[Consignes]
#1 D'après l'extrait sur le Blog de Franquin, pour quelle raison Foolstrip considère-t-il cette série comme un hommage ? Répondez en une à trois phrases.
#2 Prolongez l'extrait sur le Blog de Franquin à partir de sa dernière phrase.

[Extrait fourni]
:::

Deux heures plus tard, toujours sur le réseau social, Piak nous apprenait qu’il leur était demandé cette fois de retirer d’Internet le Blog de Franquin, tous les dessins relatifs à cet auteur, et les différentes réactions et communiqués des blogs concernés.
Là-aussi, il y a de quoi lever le sourcil, d’autant que, après deux ans, cette demande nous semble juridiquement peu fondée. Signe-t-elle définitivement l’enterrement de cette série dont la publication en ligne de la deuxième saison devait démarrer prochainement ?
Faisant contre mauvaise fortune bon cœur, Foolstrip proteste de sa bonne foi : Qu’il nous soit toutefois permis également de dire que nous sommes encore plus désolés de devoir retirer cet ouvrage de la vente et d’expliquer pourquoi cette décision nous parait pas justifiée malgré tout.
Tout d’abord, est-il besoin de le dire, « Le Blog de Franquin » est tout à la fois une œuvre de fiction, un hommage et un ouvrage humoristique. Son héros n’est pas exactement André Franquin mais un personnage de bande dessinée (très librement) inspiré de lui, un reflet dans l’imaginaire de nos auteurs, ainsi qu’un anti-héros dont les aventures sont prétextes à des gags. Encore une fois nous maintenons que le fait de donner à un auteur de bandes dessinées humoristique un alter-ego lui-même héros de bande dessinée humoristique et explorant une frange moderne de l’art séquentiel ( les blogs) soit un hommage. Nous le maintenons très sincèrement et il nous a semblé, de plus que cet hommage était approprié. Ajoutons qu’à aucun moment les auteurs ne sont orduriers, cyniques, méchants ou simplement vulgaires vis-à-vis de ce dessinateur que nous admirons ni d’aucun autre des personnages s’inspirant d’auteurs ayant réellement existé.

:::

[Données fournies]

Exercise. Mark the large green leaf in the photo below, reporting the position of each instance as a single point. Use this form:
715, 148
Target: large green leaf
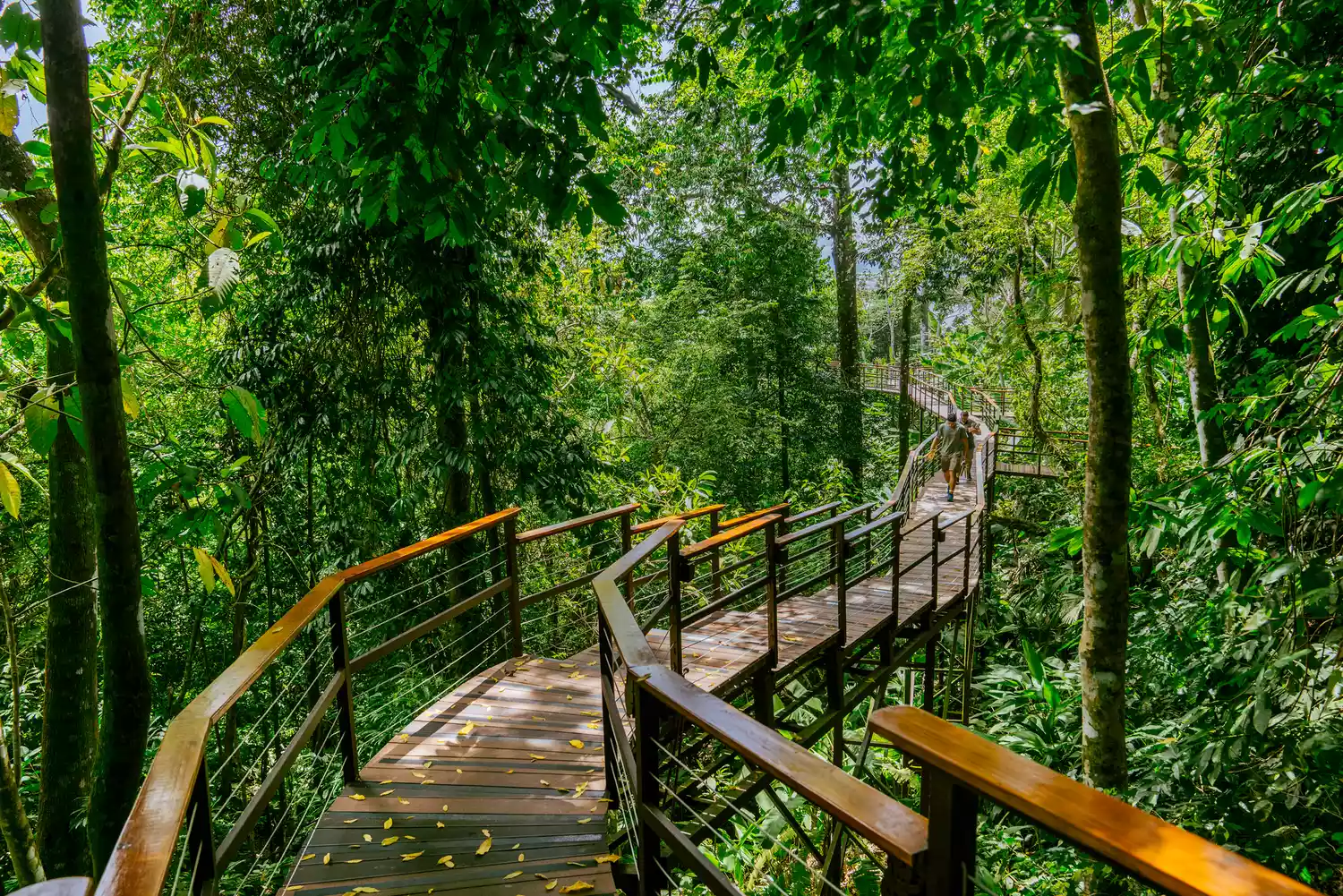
246, 413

:::

[Les réponses]
#1 Foolstrip considère que c'est un hommage de donner à un auteur de bande dessinée humoristique un alter ego qui est lui-même héros de bande dessinée humoristique. Cet alter ego explore en outre une forme moderne de l'art séquentiel, les blogs.

#2
Pour ce qui est de l’avis qu’André Franquin aurait eu sur l’ouvrage nous n’avons malheureusement pas eu la chance d’avoir avec lui la proximité qu’a pu avoir Jean-François Moyersoen et nous respectons évidemment son avis sur la question. Le nôtre diffère cependant parce qu’il nous a semblé en tant que simple lecteur que Franquin était un homme éminemment ouvert d’esprit, capable d’autodérision et farouche défenseur de la liberté d’expression. En témoignent son Oeuvre, l’humanisme, la générosité et les valeurs éminemment positives qui s’en dégagent. En témoignent également diverses prises de positions dont par exemple le fait qu’il prit, avec d’autres auteurs dont Roba, la défense de Yann et Conrad dans les années 80 lorsqu’une partie des auteurs de Spirou qui avaient eu le malheur (ou bien l’honneur ?) d’être la cible des moqueries et des attaques des deux trublions dans les haut de pages du magazine intriguèrent à diverses reprise pour qu’ils soient sanctionnés.
[...]
Nous voici donc doublement sanctionnés d’abord par le retrait de l’ouvrage, puis par sa raison qui fait de nous le contraire de ce que nous croyons être : des personnes qui ne respecteraient pas André Franquin ."
Interrogé par nos soins, notre collaborateur Didier Pasamonik qui a été l’éditeur d’André Franquin chez Magic Strip dans les années 1980 se montre étonné par cette affaire : "Je n’ose pas croire qu’Isabelle Franquin que je voyais catapulter des boulettes de pain à table sur son père ait pu être à l’origine de cette demande. Le "bon goût", Franquin avait fini par le détester. Il suffit de lire les "Idées noires". Quand il a appris que mon frère jumeau fumait, alors que je ne fumais pas, il suggérait de nous ouvrir les poumons pour comparer. On en riait... Si Jean-François Moyersoen voulait respecter vraiment Franquin, il laisserait faire, quitte à signer un accord avec les auteurs. "
(par Baptiste Gilleron)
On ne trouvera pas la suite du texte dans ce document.